» **What you are asked to do**
The entries should each be set down again precisely.

*** Supplied data ***

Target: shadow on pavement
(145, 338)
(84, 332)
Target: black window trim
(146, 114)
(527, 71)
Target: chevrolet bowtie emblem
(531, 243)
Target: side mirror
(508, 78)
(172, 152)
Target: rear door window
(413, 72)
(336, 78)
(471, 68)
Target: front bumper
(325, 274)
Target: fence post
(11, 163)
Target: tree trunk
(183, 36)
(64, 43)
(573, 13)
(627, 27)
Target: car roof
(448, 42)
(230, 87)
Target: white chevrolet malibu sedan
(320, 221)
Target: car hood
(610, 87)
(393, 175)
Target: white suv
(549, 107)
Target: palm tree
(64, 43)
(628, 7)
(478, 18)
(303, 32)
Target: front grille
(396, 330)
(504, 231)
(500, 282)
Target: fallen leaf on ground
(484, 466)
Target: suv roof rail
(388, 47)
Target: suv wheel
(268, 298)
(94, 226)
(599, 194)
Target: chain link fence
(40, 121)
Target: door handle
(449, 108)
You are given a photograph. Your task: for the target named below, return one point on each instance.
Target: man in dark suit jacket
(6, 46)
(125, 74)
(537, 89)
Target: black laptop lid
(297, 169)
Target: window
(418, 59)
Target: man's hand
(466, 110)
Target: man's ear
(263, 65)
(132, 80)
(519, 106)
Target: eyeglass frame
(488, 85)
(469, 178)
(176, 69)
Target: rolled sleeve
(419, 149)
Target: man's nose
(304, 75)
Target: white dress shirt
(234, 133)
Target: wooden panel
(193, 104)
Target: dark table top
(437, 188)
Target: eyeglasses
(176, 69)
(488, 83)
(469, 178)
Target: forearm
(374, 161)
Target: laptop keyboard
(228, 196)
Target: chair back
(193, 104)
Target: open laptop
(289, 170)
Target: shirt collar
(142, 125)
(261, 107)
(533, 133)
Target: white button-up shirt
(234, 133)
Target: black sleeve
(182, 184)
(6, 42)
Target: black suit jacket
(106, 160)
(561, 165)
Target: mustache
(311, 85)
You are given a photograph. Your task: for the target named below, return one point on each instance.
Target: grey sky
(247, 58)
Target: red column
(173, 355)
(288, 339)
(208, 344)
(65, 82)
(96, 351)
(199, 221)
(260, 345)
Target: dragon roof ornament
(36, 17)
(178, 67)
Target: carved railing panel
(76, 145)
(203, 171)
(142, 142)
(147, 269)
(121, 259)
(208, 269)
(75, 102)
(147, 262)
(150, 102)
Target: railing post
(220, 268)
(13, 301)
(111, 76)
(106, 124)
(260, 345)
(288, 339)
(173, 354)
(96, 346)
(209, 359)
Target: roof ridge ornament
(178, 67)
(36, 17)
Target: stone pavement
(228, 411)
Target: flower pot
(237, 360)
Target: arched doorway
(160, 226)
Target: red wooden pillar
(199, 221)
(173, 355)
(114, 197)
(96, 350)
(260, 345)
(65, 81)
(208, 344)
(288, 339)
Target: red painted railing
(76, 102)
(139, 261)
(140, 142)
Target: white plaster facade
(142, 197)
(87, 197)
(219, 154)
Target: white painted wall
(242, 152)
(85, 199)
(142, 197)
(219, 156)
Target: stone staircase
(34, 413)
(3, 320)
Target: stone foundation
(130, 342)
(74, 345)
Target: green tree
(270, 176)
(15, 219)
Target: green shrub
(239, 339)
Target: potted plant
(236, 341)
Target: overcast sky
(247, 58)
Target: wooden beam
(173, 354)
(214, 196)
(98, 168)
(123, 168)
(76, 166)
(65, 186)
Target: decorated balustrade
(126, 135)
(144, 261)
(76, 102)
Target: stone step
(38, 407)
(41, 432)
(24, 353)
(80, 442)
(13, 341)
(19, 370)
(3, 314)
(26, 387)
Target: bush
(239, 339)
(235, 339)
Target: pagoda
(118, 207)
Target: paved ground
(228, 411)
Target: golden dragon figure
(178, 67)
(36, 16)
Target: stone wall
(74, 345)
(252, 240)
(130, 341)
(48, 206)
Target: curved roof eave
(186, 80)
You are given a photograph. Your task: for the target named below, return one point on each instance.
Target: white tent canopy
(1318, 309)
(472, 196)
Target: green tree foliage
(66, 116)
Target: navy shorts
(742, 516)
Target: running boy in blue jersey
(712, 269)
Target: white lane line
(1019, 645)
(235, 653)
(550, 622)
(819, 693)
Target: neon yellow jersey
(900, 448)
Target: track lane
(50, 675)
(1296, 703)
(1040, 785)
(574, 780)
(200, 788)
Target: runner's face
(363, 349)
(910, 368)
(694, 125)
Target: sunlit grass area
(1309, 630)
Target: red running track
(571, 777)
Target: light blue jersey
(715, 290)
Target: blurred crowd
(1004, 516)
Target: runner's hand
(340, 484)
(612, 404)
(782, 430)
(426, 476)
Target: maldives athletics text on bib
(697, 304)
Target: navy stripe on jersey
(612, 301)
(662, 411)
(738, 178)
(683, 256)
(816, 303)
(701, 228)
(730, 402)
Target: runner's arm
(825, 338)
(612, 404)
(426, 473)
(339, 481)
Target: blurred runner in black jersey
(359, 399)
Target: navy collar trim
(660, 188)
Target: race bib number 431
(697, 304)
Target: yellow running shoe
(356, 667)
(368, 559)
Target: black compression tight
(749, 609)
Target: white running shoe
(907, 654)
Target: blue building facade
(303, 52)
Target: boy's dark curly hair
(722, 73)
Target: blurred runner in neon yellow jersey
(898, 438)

***

» **Response**
Target: shadow on pavement
(145, 338)
(84, 332)
Target: black window trim
(146, 114)
(527, 71)
Target: chevrolet bowtie emblem
(531, 243)
Target: side mirror
(508, 78)
(172, 152)
Target: rear door window
(413, 72)
(336, 78)
(471, 68)
Target: front bumper
(325, 274)
Target: fence post
(11, 163)
Target: tree trunk
(183, 36)
(64, 43)
(573, 13)
(627, 27)
Target: car roof
(448, 42)
(230, 87)
Target: white chevrolet malibu sedan
(320, 221)
Target: car hood
(610, 87)
(393, 175)
Target: white suv
(549, 107)
Target: palm tree
(64, 43)
(628, 7)
(478, 18)
(303, 32)
Target: front grille
(396, 330)
(504, 231)
(500, 282)
Target: fallen leaf on ground
(484, 466)
Target: suv roof rail
(388, 47)
Target: suv wheel
(268, 298)
(94, 226)
(599, 194)
Target: chain link fence
(40, 121)
Target: door handle
(449, 108)
You are given a photograph. Your task: for the target named below, return one point on each instance.
Target: man in dark suit jacket
(6, 46)
(125, 74)
(537, 89)
Target: black laptop lid
(297, 169)
Target: window
(418, 59)
Target: man's hand
(466, 110)
Target: man's ear
(263, 65)
(132, 80)
(519, 106)
Target: eyeglass frame
(488, 85)
(469, 178)
(176, 69)
Target: rolled sleeve
(419, 149)
Target: man's nose
(304, 75)
Target: white dress shirt
(234, 133)
Target: wooden panel
(193, 104)
Target: dark table top
(437, 188)
Target: eyeglasses
(176, 69)
(488, 83)
(469, 178)
Target: forearm
(374, 161)
Target: laptop keyboard
(228, 196)
Target: chair back
(193, 104)
Target: open laptop
(289, 170)
Target: shirt collar
(142, 125)
(261, 107)
(533, 133)
Target: white button-up shirt
(234, 133)
Target: black sleeve
(182, 184)
(6, 42)
Target: black suit jacket
(106, 160)
(561, 165)
Target: mustache
(311, 85)
You are given a photograph. Your task: for the target named below, return one point on each instance.
Target: grey sky
(247, 58)
Target: red column
(173, 355)
(288, 339)
(208, 344)
(65, 82)
(96, 351)
(199, 221)
(260, 345)
Target: dragon roof ornament
(36, 17)
(178, 67)
Target: carved railing panel
(76, 145)
(203, 171)
(142, 142)
(147, 269)
(121, 259)
(208, 269)
(75, 102)
(147, 262)
(150, 102)
Target: railing post
(220, 268)
(13, 301)
(111, 76)
(106, 124)
(260, 345)
(288, 339)
(173, 354)
(96, 346)
(209, 359)
Target: roof ridge ornament
(178, 67)
(36, 17)
Target: stone pavement
(228, 411)
Target: flower pot
(237, 360)
Target: arched doorway
(160, 226)
Target: red wooden pillar
(199, 221)
(173, 355)
(114, 197)
(96, 350)
(260, 345)
(65, 81)
(208, 344)
(288, 339)
Target: red painted railing
(76, 102)
(139, 261)
(140, 142)
Target: white plaster facade
(142, 197)
(87, 197)
(219, 154)
Target: white painted wall
(242, 152)
(85, 199)
(142, 197)
(219, 156)
Target: stone staircase
(34, 413)
(3, 320)
Target: stone foundation
(130, 342)
(74, 345)
Target: green tree
(270, 176)
(15, 219)
Target: green shrub
(239, 339)
Target: potted plant
(236, 341)
Target: overcast sky
(247, 58)
Target: wooden beam
(173, 354)
(214, 196)
(98, 168)
(123, 168)
(76, 166)
(65, 186)
Target: decorated balustrade
(126, 135)
(144, 261)
(76, 102)
Target: stone step
(38, 407)
(41, 432)
(24, 353)
(80, 442)
(13, 341)
(19, 370)
(3, 314)
(26, 387)
Target: bush
(239, 339)
(235, 339)
Target: pagoda
(118, 207)
Target: paved ground
(228, 411)
Target: golden dragon figure
(178, 67)
(36, 16)
Target: stone wall
(74, 345)
(252, 240)
(130, 341)
(48, 206)
Target: curved roof eave
(186, 80)
You are given a photograph. Your task: for the target named below, return one point on each instance.
Target: white tent canopy
(1318, 309)
(472, 196)
Target: green tree foliage
(66, 116)
Target: navy shorts
(742, 516)
Target: running boy in blue jersey
(712, 269)
Target: white lane line
(1019, 645)
(235, 653)
(550, 622)
(819, 693)
Target: neon yellow jersey
(900, 448)
Target: track lane
(50, 675)
(1296, 703)
(1040, 785)
(574, 780)
(200, 788)
Target: runner's face
(363, 349)
(910, 368)
(694, 125)
Target: sunlit grass area
(1309, 630)
Target: red running track
(571, 777)
Target: light blue jersey
(715, 290)
Target: blurred crowd
(1004, 516)
Target: runner's hand
(340, 484)
(612, 404)
(782, 430)
(426, 476)
Target: maldives athletics text on bib
(697, 304)
Target: navy stripe on jersey
(612, 301)
(662, 411)
(738, 178)
(683, 256)
(816, 303)
(701, 228)
(730, 402)
Target: runner's arm
(825, 338)
(612, 404)
(426, 473)
(339, 481)
Target: blurred runner in black jersey
(359, 399)
Target: navy collar trim
(660, 188)
Target: race bib number 431
(697, 304)
Target: yellow running shoe
(356, 667)
(368, 559)
Target: black compression tight
(749, 609)
Target: white running shoe
(907, 654)
Target: blue building facade
(303, 52)
Target: boy's dark curly hair
(722, 73)
Target: blurred runner in neon yellow jersey
(898, 438)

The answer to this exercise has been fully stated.